The line that contains "Point out the dry" and all lines following it to the end of the data below: set these down exactly, and nothing besides.

(RECORDS FOR THE EXERCISE Opens)

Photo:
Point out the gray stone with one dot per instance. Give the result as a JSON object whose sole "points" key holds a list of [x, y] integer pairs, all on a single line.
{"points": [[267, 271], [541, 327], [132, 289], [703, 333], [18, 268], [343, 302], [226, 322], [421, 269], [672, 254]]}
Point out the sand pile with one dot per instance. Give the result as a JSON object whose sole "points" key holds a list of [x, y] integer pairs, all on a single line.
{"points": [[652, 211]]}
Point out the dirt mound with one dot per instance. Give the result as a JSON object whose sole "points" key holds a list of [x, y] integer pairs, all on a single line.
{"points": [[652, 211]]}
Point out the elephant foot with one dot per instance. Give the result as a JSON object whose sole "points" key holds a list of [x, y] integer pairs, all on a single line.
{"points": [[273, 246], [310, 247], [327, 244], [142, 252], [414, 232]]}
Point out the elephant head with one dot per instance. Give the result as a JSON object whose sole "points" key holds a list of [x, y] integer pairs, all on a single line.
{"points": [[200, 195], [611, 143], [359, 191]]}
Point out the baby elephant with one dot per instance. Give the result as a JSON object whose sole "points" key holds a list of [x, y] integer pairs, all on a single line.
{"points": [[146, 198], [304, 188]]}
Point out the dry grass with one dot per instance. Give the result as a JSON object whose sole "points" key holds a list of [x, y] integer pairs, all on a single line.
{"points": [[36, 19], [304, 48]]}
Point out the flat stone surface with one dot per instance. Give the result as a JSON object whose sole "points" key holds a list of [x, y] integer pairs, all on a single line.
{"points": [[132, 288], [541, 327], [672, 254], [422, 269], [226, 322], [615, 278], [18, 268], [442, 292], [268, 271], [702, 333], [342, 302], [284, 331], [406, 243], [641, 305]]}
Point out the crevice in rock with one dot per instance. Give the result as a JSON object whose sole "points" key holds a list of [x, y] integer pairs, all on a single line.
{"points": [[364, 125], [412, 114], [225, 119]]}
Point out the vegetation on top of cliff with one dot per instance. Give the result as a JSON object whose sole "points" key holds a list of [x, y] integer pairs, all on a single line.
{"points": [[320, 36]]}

(RECORDS FOR THE EXERCISE Closes)

▸ ANSWER TO THE PROBLEM
Point out the dry grass with one dot per instance. Give the result as a JSON object whose sole "points" key holds a list of [x, y] integer pairs, all on a single line.
{"points": [[36, 19], [304, 48]]}
Point out the flat stone surface with one dot per instance. Give the result as a JSON object whose sole "points" key holds a list of [x, y] integer pairs, all on a single line.
{"points": [[132, 288], [541, 327], [672, 254], [422, 269], [226, 322], [615, 278], [18, 268], [442, 292], [268, 271], [702, 333], [342, 302], [284, 331], [406, 243], [641, 305]]}
Point out the crevice in rock with one dot per instance. Give the result as a JSON object whose sole "points" key holds a list of [x, y] integer pairs, all on a single line.
{"points": [[364, 125], [412, 114], [225, 119]]}
Point out the vegetation on top of cliff with one dot per instance. Give the result as a JSON object whose sole "points" key holds a list of [x, y] integer pairs, all on a single line.
{"points": [[320, 36]]}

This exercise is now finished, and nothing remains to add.